■ Set problem: Return each line below that contains the string "shorts".

■ Listing:
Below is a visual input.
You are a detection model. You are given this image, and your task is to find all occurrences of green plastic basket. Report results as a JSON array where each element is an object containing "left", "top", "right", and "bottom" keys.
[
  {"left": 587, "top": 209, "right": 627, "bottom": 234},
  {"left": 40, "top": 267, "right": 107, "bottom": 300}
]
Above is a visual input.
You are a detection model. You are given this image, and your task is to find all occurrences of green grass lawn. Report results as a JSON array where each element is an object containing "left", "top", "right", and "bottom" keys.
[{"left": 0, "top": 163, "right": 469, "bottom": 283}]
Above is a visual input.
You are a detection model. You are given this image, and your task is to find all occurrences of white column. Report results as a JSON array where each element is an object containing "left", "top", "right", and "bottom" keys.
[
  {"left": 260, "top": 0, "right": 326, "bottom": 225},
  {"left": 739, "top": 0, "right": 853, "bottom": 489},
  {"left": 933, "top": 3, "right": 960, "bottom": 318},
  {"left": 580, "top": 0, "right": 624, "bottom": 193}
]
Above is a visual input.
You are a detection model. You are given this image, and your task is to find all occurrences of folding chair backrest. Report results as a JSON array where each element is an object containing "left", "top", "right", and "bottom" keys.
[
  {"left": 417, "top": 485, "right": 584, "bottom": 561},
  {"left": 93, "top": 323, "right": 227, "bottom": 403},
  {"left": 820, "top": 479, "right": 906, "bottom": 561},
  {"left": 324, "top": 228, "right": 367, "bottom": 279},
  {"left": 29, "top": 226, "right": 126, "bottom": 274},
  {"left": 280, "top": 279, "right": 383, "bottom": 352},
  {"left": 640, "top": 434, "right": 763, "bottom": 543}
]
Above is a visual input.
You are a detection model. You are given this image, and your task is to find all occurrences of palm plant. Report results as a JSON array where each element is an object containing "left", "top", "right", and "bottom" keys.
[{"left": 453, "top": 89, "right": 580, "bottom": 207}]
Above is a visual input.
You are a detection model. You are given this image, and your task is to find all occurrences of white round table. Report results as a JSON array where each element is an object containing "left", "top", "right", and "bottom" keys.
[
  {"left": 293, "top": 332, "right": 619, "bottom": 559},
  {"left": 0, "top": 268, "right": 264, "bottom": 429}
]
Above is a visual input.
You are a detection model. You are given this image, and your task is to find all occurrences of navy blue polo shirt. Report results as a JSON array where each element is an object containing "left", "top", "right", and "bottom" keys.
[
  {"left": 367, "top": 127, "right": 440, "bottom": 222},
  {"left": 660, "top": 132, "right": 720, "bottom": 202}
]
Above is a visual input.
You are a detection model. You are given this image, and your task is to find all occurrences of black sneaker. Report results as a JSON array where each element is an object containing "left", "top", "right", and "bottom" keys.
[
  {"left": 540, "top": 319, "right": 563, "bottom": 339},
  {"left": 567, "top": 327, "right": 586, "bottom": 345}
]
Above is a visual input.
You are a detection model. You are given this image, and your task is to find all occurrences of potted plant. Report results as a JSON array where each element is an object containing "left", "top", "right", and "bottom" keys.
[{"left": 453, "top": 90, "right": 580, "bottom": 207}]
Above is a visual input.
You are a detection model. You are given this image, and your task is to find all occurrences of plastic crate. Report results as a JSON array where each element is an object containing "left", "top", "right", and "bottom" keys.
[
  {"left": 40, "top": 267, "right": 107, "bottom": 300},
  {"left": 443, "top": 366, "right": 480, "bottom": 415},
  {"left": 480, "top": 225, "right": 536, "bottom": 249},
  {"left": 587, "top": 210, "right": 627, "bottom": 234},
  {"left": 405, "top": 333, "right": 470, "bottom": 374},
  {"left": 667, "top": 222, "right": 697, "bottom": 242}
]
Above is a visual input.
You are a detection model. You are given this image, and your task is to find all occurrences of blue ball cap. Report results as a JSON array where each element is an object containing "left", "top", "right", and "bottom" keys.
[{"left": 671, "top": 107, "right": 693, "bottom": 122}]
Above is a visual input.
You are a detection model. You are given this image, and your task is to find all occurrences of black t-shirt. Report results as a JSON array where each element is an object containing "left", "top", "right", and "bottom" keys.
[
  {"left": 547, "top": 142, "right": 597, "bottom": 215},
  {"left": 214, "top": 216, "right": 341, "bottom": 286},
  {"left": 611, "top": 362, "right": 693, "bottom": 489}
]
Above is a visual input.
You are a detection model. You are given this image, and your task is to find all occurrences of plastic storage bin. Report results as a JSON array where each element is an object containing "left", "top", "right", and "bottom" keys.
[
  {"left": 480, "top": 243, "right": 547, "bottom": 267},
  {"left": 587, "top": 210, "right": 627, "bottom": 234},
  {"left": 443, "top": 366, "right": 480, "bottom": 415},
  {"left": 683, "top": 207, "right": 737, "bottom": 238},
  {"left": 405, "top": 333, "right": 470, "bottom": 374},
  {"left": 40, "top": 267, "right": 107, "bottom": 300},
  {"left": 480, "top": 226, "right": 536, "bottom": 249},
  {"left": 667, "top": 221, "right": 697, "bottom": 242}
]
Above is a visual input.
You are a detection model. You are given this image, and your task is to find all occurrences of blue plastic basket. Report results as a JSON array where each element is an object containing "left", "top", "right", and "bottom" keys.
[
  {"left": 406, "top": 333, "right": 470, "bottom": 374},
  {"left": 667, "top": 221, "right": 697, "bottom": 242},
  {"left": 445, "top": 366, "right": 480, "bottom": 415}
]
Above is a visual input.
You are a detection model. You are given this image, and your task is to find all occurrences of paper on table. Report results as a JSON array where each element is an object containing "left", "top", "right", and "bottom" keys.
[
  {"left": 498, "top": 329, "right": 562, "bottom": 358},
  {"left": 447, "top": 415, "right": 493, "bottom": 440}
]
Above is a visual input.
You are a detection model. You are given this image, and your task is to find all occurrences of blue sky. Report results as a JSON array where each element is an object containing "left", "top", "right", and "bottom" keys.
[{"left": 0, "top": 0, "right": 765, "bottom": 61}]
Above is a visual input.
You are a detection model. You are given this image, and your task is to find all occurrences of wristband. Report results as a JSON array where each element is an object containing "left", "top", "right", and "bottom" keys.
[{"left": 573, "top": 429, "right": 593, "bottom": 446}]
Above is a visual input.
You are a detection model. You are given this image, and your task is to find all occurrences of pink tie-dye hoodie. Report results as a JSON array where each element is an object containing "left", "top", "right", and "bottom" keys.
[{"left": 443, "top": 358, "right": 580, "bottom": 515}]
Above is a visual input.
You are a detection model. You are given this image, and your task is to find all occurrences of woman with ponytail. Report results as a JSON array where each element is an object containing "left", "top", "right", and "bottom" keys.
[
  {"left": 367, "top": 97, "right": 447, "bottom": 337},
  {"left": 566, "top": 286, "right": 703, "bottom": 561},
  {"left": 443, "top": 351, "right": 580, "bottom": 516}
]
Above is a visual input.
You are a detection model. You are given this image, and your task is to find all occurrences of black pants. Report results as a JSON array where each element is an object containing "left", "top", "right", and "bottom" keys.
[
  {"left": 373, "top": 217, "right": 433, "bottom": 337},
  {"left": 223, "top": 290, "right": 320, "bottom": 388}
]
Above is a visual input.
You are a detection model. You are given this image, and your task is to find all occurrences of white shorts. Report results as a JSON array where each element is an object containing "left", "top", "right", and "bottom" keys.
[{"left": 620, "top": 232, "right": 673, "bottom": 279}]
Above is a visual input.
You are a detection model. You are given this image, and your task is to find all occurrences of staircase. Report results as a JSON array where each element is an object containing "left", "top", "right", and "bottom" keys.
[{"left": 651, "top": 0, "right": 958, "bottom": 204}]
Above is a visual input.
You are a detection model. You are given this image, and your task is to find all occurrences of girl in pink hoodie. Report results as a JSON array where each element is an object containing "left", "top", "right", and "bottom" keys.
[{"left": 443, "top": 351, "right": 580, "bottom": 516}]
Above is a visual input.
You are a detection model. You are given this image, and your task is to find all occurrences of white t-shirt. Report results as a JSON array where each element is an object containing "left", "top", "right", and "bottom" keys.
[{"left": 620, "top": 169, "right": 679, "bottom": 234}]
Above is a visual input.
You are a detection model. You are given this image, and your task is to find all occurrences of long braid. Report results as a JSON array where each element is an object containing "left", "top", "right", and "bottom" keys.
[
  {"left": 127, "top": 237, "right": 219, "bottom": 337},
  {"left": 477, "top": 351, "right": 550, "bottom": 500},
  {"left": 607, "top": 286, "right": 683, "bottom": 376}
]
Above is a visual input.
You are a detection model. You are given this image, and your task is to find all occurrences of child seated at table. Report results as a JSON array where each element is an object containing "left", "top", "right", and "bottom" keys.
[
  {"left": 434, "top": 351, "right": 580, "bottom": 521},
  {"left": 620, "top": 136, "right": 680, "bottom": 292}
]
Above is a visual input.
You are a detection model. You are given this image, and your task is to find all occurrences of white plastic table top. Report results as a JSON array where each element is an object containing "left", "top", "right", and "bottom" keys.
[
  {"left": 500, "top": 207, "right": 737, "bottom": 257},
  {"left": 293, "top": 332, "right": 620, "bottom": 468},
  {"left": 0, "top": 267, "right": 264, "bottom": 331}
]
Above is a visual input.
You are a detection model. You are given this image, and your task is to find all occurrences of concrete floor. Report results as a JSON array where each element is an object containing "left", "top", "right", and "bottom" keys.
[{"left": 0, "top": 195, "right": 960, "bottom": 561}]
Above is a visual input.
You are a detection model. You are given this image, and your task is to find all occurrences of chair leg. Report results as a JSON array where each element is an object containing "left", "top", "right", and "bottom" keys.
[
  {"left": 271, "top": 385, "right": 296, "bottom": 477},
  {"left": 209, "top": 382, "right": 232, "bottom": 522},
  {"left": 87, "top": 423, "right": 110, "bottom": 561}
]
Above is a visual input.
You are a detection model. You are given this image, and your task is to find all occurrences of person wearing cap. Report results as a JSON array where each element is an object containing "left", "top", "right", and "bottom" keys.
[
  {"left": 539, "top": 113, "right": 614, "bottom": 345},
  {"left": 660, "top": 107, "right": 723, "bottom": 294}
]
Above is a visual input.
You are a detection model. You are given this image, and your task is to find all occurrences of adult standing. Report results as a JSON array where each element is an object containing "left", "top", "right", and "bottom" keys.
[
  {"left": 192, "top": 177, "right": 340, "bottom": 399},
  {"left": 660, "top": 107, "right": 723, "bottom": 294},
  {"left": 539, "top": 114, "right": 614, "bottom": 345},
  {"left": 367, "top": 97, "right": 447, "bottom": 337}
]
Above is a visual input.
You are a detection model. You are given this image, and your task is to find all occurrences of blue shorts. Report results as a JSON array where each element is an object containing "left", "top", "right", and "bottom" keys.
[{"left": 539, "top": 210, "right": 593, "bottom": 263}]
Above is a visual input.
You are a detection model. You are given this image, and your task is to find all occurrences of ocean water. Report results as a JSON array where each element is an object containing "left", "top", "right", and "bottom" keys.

■ Written solution:
You are a detection model. You are given this image, and your task is to find all occurrences of white shorts. Report results as a JSON array where each element is an object containing "left", "top", "right", and "bottom" keys.
You are a detection model. You are given this image, and your task is to find all occurrences of blue shorts. Report results as a JSON array where each element is an object containing "left", "top", "right", and "bottom" keys.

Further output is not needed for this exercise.